-- AIM OF THE TASK --
Carry on the interview transcript of Miguel Hernández talking about his old neighborhood, picking up right after its final sentence.

-- DOCUMENT EXCERPT --
%%
Miguel Hernández (00:21:04): But anyway, I called in our housing guy. Okay, hey, come on down. And you know, this is a housing issue. Right. You know? Okay. But he couldn't get, you couldn't get the first ... either with them, with anybody, you know, nobody was, you know, people were ... I'm from the government, I'm here to help you, you know, that kind of stuff. So they, it wasn't working. So then I said, you know what? I used to live in neighborhood, I used to know a lot of people in this neighborhood. So, when I was a kid, a youngster, you know, like 8, 9, 10, 12, like that, I was what they call a Shabbos goy, a Shabbos goy is a person who is non-Jewish but does things like turning the lights on, in the synagogue, on, you know, on the Sabbath, turning on the heat, you know, doing certain things that the religious Jews, not, you know, not the secular Jews, but the religious Jews weren't allowed to do.
%%
(Image boundary annotation data)
%%
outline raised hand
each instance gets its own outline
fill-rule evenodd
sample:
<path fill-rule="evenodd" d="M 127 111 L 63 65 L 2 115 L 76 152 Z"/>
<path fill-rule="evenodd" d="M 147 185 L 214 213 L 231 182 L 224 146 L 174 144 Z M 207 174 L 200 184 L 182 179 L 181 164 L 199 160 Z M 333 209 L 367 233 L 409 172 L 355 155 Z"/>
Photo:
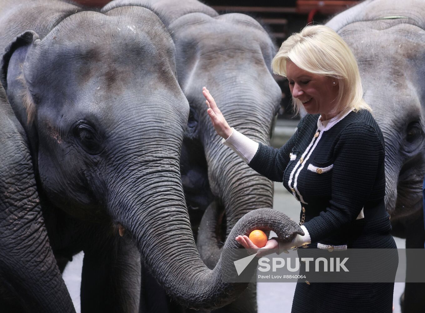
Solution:
<path fill-rule="evenodd" d="M 207 87 L 204 87 L 202 88 L 202 94 L 207 99 L 205 103 L 207 103 L 207 106 L 208 108 L 207 112 L 210 116 L 215 131 L 224 139 L 227 139 L 232 134 L 232 128 L 226 121 L 224 117 L 218 109 L 215 104 L 215 101 L 210 94 L 210 91 L 207 89 Z"/>

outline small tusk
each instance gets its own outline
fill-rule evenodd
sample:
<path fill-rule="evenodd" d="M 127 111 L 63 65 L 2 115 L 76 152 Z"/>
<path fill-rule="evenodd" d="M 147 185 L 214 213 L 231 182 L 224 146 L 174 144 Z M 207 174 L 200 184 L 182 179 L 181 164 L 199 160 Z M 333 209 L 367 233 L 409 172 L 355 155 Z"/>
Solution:
<path fill-rule="evenodd" d="M 119 234 L 119 236 L 122 237 L 124 235 L 124 233 L 125 232 L 125 228 L 124 227 L 121 225 L 121 224 L 118 223 L 118 233 Z"/>

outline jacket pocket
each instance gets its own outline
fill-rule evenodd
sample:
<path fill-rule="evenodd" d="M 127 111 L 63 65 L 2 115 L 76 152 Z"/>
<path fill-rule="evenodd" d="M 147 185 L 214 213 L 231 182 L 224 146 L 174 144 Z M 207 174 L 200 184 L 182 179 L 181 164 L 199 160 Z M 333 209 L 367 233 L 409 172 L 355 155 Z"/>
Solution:
<path fill-rule="evenodd" d="M 333 162 L 330 161 L 323 163 L 311 163 L 307 169 L 317 174 L 323 174 L 330 171 L 334 167 Z"/>

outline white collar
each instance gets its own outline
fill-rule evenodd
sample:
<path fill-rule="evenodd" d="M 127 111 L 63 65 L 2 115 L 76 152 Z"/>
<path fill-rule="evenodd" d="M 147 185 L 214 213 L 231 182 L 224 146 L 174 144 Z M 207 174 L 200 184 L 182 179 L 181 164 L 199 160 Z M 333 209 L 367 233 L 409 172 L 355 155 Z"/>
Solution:
<path fill-rule="evenodd" d="M 351 111 L 351 110 L 343 110 L 332 119 L 326 120 L 326 121 L 320 120 L 320 117 L 322 117 L 322 116 L 320 115 L 317 119 L 317 128 L 319 129 L 319 131 L 326 131 L 329 130 L 332 126 L 347 116 Z"/>

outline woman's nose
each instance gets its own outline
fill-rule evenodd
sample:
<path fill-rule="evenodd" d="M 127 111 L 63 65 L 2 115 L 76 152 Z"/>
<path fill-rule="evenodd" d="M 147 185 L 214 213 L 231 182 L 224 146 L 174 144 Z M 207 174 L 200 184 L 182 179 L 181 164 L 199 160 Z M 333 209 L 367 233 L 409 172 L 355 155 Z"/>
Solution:
<path fill-rule="evenodd" d="M 294 98 L 298 98 L 300 96 L 304 93 L 303 90 L 300 88 L 300 85 L 298 84 L 294 84 L 294 88 L 292 88 L 292 97 Z"/>

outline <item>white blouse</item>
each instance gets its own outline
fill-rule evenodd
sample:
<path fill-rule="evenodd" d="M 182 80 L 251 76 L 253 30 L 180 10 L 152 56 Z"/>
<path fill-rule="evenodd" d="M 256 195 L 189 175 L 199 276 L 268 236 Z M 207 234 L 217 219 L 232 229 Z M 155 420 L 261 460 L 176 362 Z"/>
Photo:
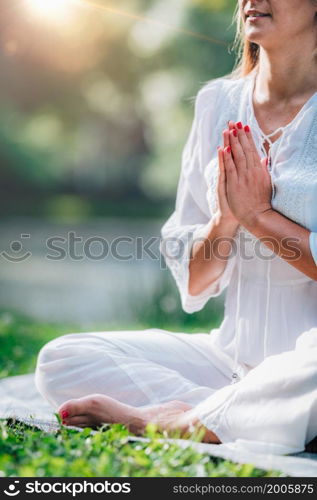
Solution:
<path fill-rule="evenodd" d="M 253 109 L 256 72 L 217 78 L 197 94 L 182 155 L 175 211 L 162 227 L 161 252 L 179 289 L 183 309 L 202 309 L 227 288 L 224 319 L 211 342 L 233 382 L 267 356 L 294 349 L 299 335 L 317 327 L 317 282 L 278 257 L 239 226 L 223 274 L 200 295 L 188 293 L 193 240 L 204 237 L 218 212 L 217 146 L 228 120 L 249 124 L 261 157 L 266 155 Z M 310 231 L 317 265 L 317 92 L 271 144 L 272 207 Z M 290 235 L 291 237 L 292 235 Z M 291 245 L 291 243 L 289 243 Z"/>

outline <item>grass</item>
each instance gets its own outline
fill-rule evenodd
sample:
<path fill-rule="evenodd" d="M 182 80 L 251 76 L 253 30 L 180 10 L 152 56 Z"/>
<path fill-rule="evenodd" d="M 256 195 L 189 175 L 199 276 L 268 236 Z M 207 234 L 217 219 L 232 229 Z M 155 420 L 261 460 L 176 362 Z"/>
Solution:
<path fill-rule="evenodd" d="M 134 325 L 133 329 L 150 326 Z M 174 324 L 170 329 L 180 331 L 180 325 Z M 194 328 L 193 324 L 188 328 L 188 331 L 195 330 L 201 331 L 199 327 Z M 54 337 L 74 331 L 80 329 L 75 325 L 44 324 L 22 315 L 1 313 L 1 377 L 32 372 L 42 345 Z M 78 432 L 61 426 L 57 433 L 49 434 L 19 422 L 2 420 L 0 476 L 283 476 L 278 471 L 267 472 L 251 464 L 235 464 L 200 454 L 192 447 L 184 450 L 175 444 L 162 443 L 162 435 L 153 426 L 148 427 L 145 437 L 150 441 L 128 442 L 128 431 L 121 424 L 104 426 L 95 433 L 91 429 Z M 194 436 L 194 439 L 199 440 L 199 436 Z"/>

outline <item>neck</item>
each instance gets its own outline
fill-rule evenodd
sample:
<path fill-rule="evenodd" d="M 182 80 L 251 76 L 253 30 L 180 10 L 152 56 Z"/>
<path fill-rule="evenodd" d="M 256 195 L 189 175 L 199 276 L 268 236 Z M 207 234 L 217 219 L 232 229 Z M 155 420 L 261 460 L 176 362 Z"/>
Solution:
<path fill-rule="evenodd" d="M 315 40 L 281 49 L 267 51 L 260 48 L 255 94 L 259 103 L 290 102 L 310 96 L 317 91 L 317 61 L 314 57 Z M 305 54 L 308 56 L 305 57 Z"/>

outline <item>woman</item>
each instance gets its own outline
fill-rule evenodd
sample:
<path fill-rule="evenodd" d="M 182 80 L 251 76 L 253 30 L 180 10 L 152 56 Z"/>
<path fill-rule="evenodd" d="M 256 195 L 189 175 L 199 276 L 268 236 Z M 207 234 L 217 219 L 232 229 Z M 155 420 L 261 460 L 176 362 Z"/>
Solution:
<path fill-rule="evenodd" d="M 197 95 L 161 245 L 185 311 L 228 287 L 223 322 L 50 342 L 36 383 L 65 425 L 273 453 L 317 435 L 317 1 L 239 0 L 237 21 L 242 59 Z"/>

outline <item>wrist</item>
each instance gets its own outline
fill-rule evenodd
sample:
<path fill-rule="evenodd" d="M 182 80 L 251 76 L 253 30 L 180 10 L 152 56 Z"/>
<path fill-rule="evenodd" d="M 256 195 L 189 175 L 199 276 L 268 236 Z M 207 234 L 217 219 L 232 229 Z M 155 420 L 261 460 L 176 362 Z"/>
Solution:
<path fill-rule="evenodd" d="M 240 219 L 240 224 L 244 226 L 248 231 L 255 230 L 259 225 L 266 220 L 267 217 L 270 217 L 275 210 L 273 208 L 267 207 L 263 210 L 254 211 L 249 213 L 247 216 Z"/>

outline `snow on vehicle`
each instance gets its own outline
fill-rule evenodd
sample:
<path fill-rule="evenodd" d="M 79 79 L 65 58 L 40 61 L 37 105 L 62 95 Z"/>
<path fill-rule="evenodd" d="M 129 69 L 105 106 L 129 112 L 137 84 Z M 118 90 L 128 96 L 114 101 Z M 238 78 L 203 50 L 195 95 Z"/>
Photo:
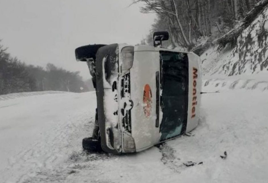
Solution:
<path fill-rule="evenodd" d="M 154 47 L 114 44 L 76 49 L 77 59 L 87 62 L 96 83 L 100 136 L 84 139 L 84 148 L 98 143 L 108 153 L 138 152 L 197 125 L 199 57 L 161 47 L 167 32 L 155 33 L 154 39 Z"/>

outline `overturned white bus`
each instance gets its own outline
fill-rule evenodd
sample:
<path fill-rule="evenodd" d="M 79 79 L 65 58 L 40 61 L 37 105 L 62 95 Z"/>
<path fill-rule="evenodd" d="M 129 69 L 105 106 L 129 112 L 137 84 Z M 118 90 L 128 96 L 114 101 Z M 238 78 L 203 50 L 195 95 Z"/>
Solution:
<path fill-rule="evenodd" d="M 166 32 L 155 33 L 154 47 L 115 44 L 76 49 L 77 60 L 87 61 L 93 73 L 97 98 L 94 130 L 99 135 L 84 139 L 84 149 L 138 152 L 197 126 L 200 59 L 161 47 L 168 37 Z"/>

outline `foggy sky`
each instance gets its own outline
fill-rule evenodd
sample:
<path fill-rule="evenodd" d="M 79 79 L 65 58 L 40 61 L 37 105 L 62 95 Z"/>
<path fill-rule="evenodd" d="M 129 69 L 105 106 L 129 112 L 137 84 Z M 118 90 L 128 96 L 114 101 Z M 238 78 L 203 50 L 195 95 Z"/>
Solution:
<path fill-rule="evenodd" d="M 74 50 L 89 44 L 139 43 L 155 15 L 131 0 L 0 0 L 0 39 L 7 52 L 28 64 L 48 63 L 90 77 Z"/>

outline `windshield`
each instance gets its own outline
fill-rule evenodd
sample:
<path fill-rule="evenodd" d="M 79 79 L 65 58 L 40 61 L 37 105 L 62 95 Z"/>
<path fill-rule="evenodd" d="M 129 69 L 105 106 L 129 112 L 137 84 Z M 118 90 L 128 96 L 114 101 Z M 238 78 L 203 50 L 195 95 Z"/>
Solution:
<path fill-rule="evenodd" d="M 162 141 L 180 135 L 186 130 L 189 66 L 186 53 L 163 51 L 160 55 Z"/>

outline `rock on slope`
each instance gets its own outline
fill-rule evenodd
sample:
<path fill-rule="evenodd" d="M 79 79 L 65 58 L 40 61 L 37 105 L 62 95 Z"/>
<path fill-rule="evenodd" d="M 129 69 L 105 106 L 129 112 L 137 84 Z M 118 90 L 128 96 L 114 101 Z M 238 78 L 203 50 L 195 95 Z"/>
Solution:
<path fill-rule="evenodd" d="M 217 46 L 201 55 L 203 73 L 226 76 L 268 70 L 268 7 L 240 35 L 235 47 L 220 53 Z"/>

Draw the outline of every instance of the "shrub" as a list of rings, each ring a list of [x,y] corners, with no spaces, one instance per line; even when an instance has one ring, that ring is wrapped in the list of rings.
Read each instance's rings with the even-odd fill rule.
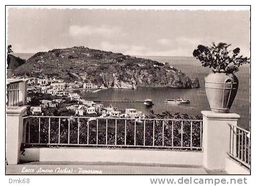
[[[238,55],[239,47],[228,50],[231,45],[223,42],[217,45],[214,42],[210,46],[199,45],[194,50],[193,56],[201,62],[203,67],[212,68],[214,73],[234,73],[238,71],[240,66],[249,63],[250,58]]]

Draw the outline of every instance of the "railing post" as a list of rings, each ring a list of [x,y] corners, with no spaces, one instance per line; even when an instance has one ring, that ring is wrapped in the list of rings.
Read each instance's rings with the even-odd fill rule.
[[[229,152],[230,127],[236,126],[240,116],[234,113],[202,111],[203,165],[210,170],[225,170]]]
[[[6,110],[6,160],[8,165],[19,163],[23,139],[23,118],[27,107],[10,107]]]

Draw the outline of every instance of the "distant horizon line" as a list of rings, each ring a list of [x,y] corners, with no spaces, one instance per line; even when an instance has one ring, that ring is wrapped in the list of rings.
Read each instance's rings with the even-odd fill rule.
[[[37,53],[22,53],[22,52],[13,52],[12,54],[35,54],[40,51],[38,51]],[[47,51],[45,51],[47,52]],[[184,55],[184,56],[174,56],[174,55],[129,55],[129,54],[123,54],[124,55],[130,55],[133,57],[193,57],[193,55]]]

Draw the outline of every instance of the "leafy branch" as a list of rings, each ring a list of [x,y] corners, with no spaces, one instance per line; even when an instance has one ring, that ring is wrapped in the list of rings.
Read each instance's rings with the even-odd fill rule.
[[[193,51],[193,56],[198,59],[203,67],[212,68],[214,73],[234,73],[240,66],[250,63],[250,58],[240,55],[240,49],[229,50],[231,44],[214,42],[209,46],[199,45]]]

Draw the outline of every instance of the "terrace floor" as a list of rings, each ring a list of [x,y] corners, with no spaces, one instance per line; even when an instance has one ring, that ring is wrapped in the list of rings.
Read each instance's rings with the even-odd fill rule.
[[[25,172],[33,170],[34,172]],[[52,170],[53,172],[45,172]],[[61,170],[62,172],[59,171]],[[41,172],[40,172],[41,171]],[[208,171],[199,166],[174,165],[112,162],[33,162],[7,165],[6,175],[220,175],[225,172]]]

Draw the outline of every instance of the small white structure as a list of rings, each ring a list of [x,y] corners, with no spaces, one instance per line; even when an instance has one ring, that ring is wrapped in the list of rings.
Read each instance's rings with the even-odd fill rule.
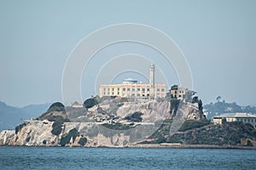
[[[79,102],[75,101],[71,105],[72,107],[83,107],[83,104],[79,104]]]
[[[256,115],[248,113],[227,113],[213,117],[213,122],[215,124],[222,124],[224,120],[228,122],[242,122],[243,123],[250,123],[256,128]]]

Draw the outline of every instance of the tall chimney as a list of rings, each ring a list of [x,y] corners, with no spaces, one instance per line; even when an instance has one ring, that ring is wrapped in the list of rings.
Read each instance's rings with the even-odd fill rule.
[[[149,75],[149,83],[150,83],[150,97],[154,98],[154,65],[152,63],[150,65],[150,75]]]

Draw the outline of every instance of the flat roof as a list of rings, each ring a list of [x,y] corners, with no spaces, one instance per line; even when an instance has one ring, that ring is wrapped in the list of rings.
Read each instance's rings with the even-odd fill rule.
[[[218,119],[218,118],[256,118],[256,115],[252,115],[249,113],[225,113],[222,115],[218,115],[213,117]]]

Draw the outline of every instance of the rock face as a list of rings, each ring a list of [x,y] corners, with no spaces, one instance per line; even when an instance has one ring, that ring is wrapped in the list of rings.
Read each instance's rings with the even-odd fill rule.
[[[53,104],[38,120],[3,131],[0,145],[124,147],[143,141],[176,116],[168,100],[103,100],[90,108]],[[177,108],[184,119],[204,120],[196,105]]]

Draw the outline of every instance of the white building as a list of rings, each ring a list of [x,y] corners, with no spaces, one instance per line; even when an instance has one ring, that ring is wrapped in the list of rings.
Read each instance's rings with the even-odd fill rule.
[[[242,122],[243,123],[250,123],[256,128],[256,115],[248,113],[227,113],[213,117],[215,124],[222,124],[224,120],[228,122]]]
[[[154,65],[150,65],[149,83],[138,82],[127,78],[121,84],[102,84],[99,87],[99,96],[119,96],[134,98],[165,98],[166,83],[154,82]]]

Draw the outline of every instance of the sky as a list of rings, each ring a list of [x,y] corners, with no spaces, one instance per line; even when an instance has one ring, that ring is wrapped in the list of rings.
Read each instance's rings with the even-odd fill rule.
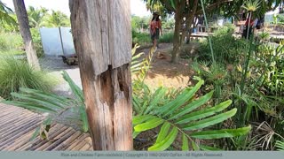
[[[6,4],[8,7],[13,10],[12,0],[1,0]],[[142,0],[130,0],[131,4],[131,14],[139,17],[151,15],[150,11],[146,11],[146,4]],[[40,6],[45,7],[49,10],[60,11],[67,15],[70,15],[68,0],[24,0],[26,7],[34,6],[39,8]]]

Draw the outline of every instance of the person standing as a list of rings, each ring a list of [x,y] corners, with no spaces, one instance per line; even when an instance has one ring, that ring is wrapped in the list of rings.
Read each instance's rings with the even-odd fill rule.
[[[153,48],[154,50],[157,49],[157,42],[159,40],[159,35],[161,32],[161,35],[162,35],[162,21],[159,19],[160,14],[157,11],[153,13],[153,19],[150,22],[150,34],[153,42]]]

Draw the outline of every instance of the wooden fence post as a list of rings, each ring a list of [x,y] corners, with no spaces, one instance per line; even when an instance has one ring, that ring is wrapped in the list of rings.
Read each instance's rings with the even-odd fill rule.
[[[95,150],[131,150],[130,0],[70,0],[74,43]]]

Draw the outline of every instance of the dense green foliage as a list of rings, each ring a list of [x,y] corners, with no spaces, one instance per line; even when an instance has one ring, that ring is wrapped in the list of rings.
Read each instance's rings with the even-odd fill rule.
[[[4,101],[4,102],[39,112],[48,112],[49,116],[46,117],[46,123],[43,126],[50,125],[65,112],[72,111],[75,114],[73,117],[68,117],[69,120],[81,125],[83,132],[88,132],[89,125],[83,91],[74,83],[66,72],[62,73],[62,76],[69,84],[75,96],[75,99],[71,100],[67,97],[59,96],[52,93],[48,93],[46,90],[41,91],[21,87],[20,88],[20,93],[12,93],[13,101]],[[38,132],[37,131],[36,131],[36,133]],[[42,132],[40,134],[42,135]]]
[[[258,128],[253,132],[257,135],[225,140],[225,148],[273,149],[275,141],[284,136],[283,45],[267,43],[265,34],[261,35],[261,41],[239,39],[229,30],[225,26],[211,37],[216,63],[212,63],[209,46],[204,42],[193,68],[205,80],[202,91],[215,91],[215,103],[233,101],[231,107],[238,109],[235,125],[255,123],[264,131]]]
[[[5,33],[0,31],[0,55],[9,54],[22,54],[23,42],[18,33]]]
[[[20,87],[50,91],[56,82],[56,78],[35,70],[25,60],[0,57],[0,96],[4,98],[11,98],[10,93],[18,92]]]

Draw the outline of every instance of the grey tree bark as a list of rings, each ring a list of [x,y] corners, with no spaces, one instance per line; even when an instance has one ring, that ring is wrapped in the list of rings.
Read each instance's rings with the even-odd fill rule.
[[[32,35],[30,34],[28,26],[28,17],[23,0],[13,0],[15,12],[20,26],[20,32],[25,43],[25,49],[27,53],[28,62],[35,69],[40,70],[36,49],[34,48],[34,42]]]
[[[95,150],[131,150],[130,0],[70,0],[90,133]]]

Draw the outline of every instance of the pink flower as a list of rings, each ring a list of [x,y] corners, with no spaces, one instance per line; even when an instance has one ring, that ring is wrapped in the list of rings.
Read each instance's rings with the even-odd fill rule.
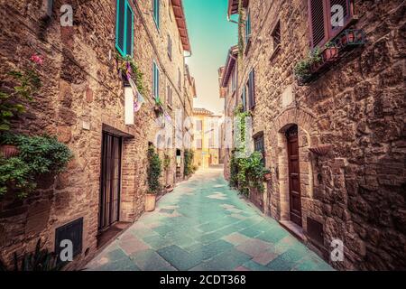
[[[41,55],[32,54],[30,61],[32,61],[33,63],[38,64],[38,65],[43,64],[43,58]]]

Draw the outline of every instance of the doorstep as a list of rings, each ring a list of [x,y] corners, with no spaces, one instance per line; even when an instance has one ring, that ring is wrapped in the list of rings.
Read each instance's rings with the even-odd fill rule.
[[[131,222],[116,222],[105,231],[99,233],[97,236],[97,250],[101,250],[107,247],[118,236],[124,233],[131,224]]]
[[[303,228],[298,226],[291,220],[280,220],[279,223],[281,227],[286,228],[291,234],[295,236],[300,241],[305,242],[306,237],[303,233]]]

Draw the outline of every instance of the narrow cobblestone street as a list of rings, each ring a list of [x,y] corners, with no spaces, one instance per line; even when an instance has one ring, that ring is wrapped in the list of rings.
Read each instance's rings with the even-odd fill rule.
[[[230,190],[221,169],[162,197],[88,270],[331,270],[275,220]]]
%%
-- RESULT BELOW --
Miguel Hernández (00:22:08): And, you know, my parents said, it's okay. You know, it's a good thing. You'll do it, everything. And they told me, don't accept any money from, okay, don't accept any money. Okay. This is just something you have to do or something like that. I don't know exactly how to put it, but they told me don't take any money now. I was kind of disappointed, frankly, I could use the money, but so, but I made friends, you know what I mean? It's in an normal thing that, you know, they would call me and there was a problem. And ... sometimes they would, you know, you couldn't use your key if you were Jewish to open your apartment. So I would open their apartment for them. I had, they gave me keys, they trusted me, they gave me keys.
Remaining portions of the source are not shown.